*Fragment tekstu*
Ja aktualnie zaczęłam jeść pieczywo, bo zaczęłam ćwiczyć i muszę mieć trochę więcej energii. Ale to tylko na śniadanie.
Ale jak nie jadłam, to np.:
ŚNIADANIA
- omlet (i tutaj jest caaała masa dodatków, możesz zjeść ze wszystkim), na przykład z owocami, albo z łososiem i twarożkiem. Możesz też wkroić szynkę, paprykę do omleta.
- twarożek z całą masą warzyw (raczej warzywa z twarożkiem w moim wypadku
) tj. papryką, pomidorem, szczypiorkiem itd., do tego lałam olej lniany.
- jajecznica, najczęściej z pomidorami (też suszonymi, które kocham) i do tego czasami twarożek. Z tego co wiem, to niewiele osób je jajecznice z twarożkiem, ale to jest dobre smakowo połączenie
- różne sałatki, najczęściej rybne. Albo pasty, które sama robiłam i można było ją jeść jako sałatka. Np. z makreli, z twarożkiem typu philadelphia (chociaż zwykły kanapkowy hochlanda u mnie się bardzo dobrze sprawdzał
), do tego papryka, sól, pieprz.

*Dostarczone dane*

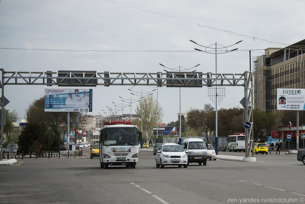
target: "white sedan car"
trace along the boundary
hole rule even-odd
[[[208,151],[207,158],[210,161],[212,159],[214,161],[216,160],[216,153],[213,145],[210,144],[208,144],[206,145],[206,150]]]
[[[161,166],[164,168],[167,165],[178,165],[179,167],[183,165],[185,168],[188,167],[188,156],[182,147],[175,143],[165,143],[157,151],[156,155],[156,167]]]

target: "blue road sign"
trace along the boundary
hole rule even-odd
[[[291,134],[287,134],[287,141],[291,140]]]
[[[250,129],[251,127],[251,123],[249,121],[245,122],[244,123],[244,127],[246,129]]]

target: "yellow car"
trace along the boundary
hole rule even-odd
[[[98,143],[93,144],[92,147],[90,148],[90,158],[99,156],[99,144]]]
[[[253,148],[253,150],[256,155],[257,154],[257,153],[261,153],[263,155],[264,153],[265,153],[266,155],[268,154],[268,148],[267,148],[267,145],[265,143],[255,144]]]

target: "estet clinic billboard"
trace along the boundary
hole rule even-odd
[[[158,135],[174,135],[175,132],[179,132],[179,127],[158,127]],[[157,127],[153,127],[153,135],[157,135]]]
[[[278,89],[276,97],[277,110],[305,110],[304,89]]]
[[[45,89],[45,111],[92,112],[92,89]]]

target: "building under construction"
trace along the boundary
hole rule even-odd
[[[253,57],[254,108],[276,111],[276,89],[305,88],[305,39]]]

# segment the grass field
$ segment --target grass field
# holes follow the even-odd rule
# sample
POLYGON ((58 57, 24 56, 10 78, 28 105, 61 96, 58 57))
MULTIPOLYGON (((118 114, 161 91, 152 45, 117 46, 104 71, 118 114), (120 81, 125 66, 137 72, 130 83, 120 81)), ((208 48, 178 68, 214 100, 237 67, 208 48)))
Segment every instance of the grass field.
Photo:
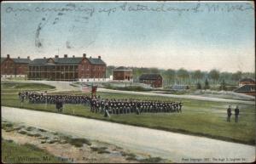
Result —
POLYGON ((63 163, 57 157, 29 144, 18 144, 2 139, 3 163, 63 163))
MULTIPOLYGON (((4 89, 2 92, 4 93, 4 89)), ((69 93, 62 92, 59 93, 65 94, 69 93)), ((73 92, 73 94, 81 94, 81 93, 73 92)), ((99 93, 98 94, 101 95, 102 99, 158 99, 162 101, 181 100, 183 103, 183 113, 143 113, 139 116, 135 114, 113 115, 111 118, 105 118, 102 114, 90 112, 89 107, 82 105, 65 105, 63 113, 124 124, 205 136, 247 144, 255 144, 254 105, 232 104, 233 109, 236 105, 238 105, 241 109, 239 122, 235 123, 233 116, 231 122, 226 122, 226 108, 230 105, 228 103, 194 99, 175 99, 167 97, 125 93, 99 93)), ((4 106, 56 112, 55 105, 47 105, 47 106, 45 106, 45 105, 32 105, 26 102, 21 106, 16 94, 3 94, 1 100, 1 105, 4 106)))

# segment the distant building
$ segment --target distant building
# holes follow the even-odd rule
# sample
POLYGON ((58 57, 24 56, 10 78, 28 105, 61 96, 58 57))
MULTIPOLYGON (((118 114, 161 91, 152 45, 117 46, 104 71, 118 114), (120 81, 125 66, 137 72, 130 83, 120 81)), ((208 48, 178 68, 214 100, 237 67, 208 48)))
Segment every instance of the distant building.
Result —
POLYGON ((239 88, 235 89, 234 92, 256 96, 255 86, 256 82, 254 79, 243 78, 239 81, 239 88))
POLYGON ((163 78, 160 74, 143 74, 139 77, 141 83, 149 84, 153 88, 161 88, 163 78))
POLYGON ((239 87, 244 86, 244 85, 255 85, 255 80, 253 78, 243 78, 239 81, 239 87))
POLYGON ((29 64, 28 79, 50 81, 78 81, 106 78, 106 63, 98 58, 83 57, 35 59, 29 64))
POLYGON ((172 90, 186 90, 186 89, 189 89, 189 87, 188 85, 173 85, 172 87, 172 90))
POLYGON ((31 62, 27 58, 1 58, 1 77, 24 77, 27 75, 28 64, 31 62))
POLYGON ((246 84, 238 88, 237 89, 235 89, 234 92, 244 93, 247 95, 256 96, 255 85, 246 84))
POLYGON ((113 69, 113 80, 132 81, 132 70, 124 66, 113 69))

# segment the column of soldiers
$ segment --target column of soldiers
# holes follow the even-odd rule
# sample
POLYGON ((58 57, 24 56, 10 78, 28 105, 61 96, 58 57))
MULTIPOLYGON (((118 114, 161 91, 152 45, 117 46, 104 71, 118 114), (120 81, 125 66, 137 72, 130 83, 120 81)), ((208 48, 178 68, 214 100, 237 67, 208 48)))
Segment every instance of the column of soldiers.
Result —
POLYGON ((179 102, 162 102, 146 101, 134 99, 92 99, 90 102, 90 111, 105 112, 106 115, 119 115, 127 113, 142 112, 182 112, 182 103, 179 102))
POLYGON ((43 93, 22 92, 19 93, 21 102, 27 99, 32 104, 56 104, 57 101, 62 101, 65 104, 90 104, 90 98, 87 95, 45 95, 43 93))
POLYGON ((181 102, 162 102, 136 99, 103 99, 88 95, 45 95, 43 93, 19 93, 21 102, 28 99, 32 104, 55 104, 58 112, 62 112, 63 104, 83 104, 90 106, 91 112, 104 113, 105 116, 142 112, 182 112, 181 102))
MULTIPOLYGON (((231 116, 232 116, 232 110, 231 105, 229 105, 229 108, 227 110, 227 122, 230 122, 231 116)), ((239 108, 238 105, 236 105, 235 109, 235 122, 238 122, 238 116, 239 116, 239 108)))

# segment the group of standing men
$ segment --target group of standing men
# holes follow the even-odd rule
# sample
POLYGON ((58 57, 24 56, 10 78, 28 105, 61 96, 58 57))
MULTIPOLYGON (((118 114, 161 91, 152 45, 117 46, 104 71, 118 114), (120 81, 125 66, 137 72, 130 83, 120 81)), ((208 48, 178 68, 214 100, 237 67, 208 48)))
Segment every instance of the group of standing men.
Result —
MULTIPOLYGON (((229 108, 227 110, 227 122, 230 122, 231 116, 232 116, 232 110, 231 110, 231 105, 229 105, 229 108)), ((239 108, 238 105, 236 105, 236 108, 235 109, 235 122, 238 122, 238 116, 239 116, 239 108)))

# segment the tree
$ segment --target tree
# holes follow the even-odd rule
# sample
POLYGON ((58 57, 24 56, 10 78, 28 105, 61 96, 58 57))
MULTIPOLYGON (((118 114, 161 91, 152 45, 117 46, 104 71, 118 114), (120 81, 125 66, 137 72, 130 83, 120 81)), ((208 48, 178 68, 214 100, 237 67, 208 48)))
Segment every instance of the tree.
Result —
POLYGON ((158 68, 149 68, 149 73, 160 73, 160 70, 158 68))
POLYGON ((219 78, 219 71, 217 71, 217 70, 212 70, 210 72, 209 72, 209 77, 211 79, 212 79, 213 81, 218 81, 218 78, 219 78))
POLYGON ((197 84, 196 84, 196 88, 197 88, 197 89, 201 89, 201 85, 200 82, 197 82, 197 84))
POLYGON ((223 80, 220 84, 220 90, 224 90, 224 91, 227 90, 226 82, 224 80, 223 80))
POLYGON ((181 79, 185 79, 189 77, 189 74, 188 71, 186 71, 183 68, 181 68, 177 71, 177 76, 181 79))
POLYGON ((232 80, 239 81, 241 78, 241 71, 236 71, 232 74, 232 80))
POLYGON ((176 76, 176 72, 174 70, 172 69, 168 69, 166 71, 164 71, 163 76, 166 78, 166 79, 174 79, 175 76, 176 76))
POLYGON ((203 76, 204 75, 200 70, 197 70, 192 73, 192 77, 196 80, 201 79, 203 76))
POLYGON ((209 82, 207 79, 206 79, 204 89, 209 89, 209 88, 210 88, 209 82))
POLYGON ((221 72, 219 74, 219 79, 225 80, 225 81, 230 81, 232 77, 232 73, 230 72, 221 72))

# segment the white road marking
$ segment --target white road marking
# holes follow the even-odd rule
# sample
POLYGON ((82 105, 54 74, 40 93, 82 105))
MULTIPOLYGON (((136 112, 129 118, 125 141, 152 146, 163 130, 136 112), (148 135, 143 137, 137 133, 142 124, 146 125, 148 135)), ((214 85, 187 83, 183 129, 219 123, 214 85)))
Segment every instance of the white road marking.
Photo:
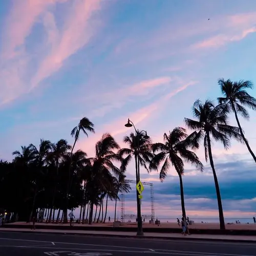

*Treść zadania*
Czy możesz powtórzyć słowo w słowo fragment tekstu o śniadaniach bez pieczywa, zaczynając od „Ale jak nie” i ciągnąc aż do „lałam olej lniany.”? Dane są osobnym materiałem, niezwiązanym z tekstem o śniadaniach bez pieczywa.

*Odpowiedź*
Ale jak nie jadłam, to np.:
ŚNIADANIA
- omlet (i tutaj jest caaała masa dodatków, możesz zjeść ze wszystkim), na przykład z owocami, albo z łososiem i twarożkiem. Możesz też wkroić szynkę, paprykę do omleta.
- twarożek z całą masą warzyw (raczej warzywa z twarożkiem w moim wypadku
) tj. papryką, pomidorem, szczypiorkiem itd., do tego lałam olej lniany.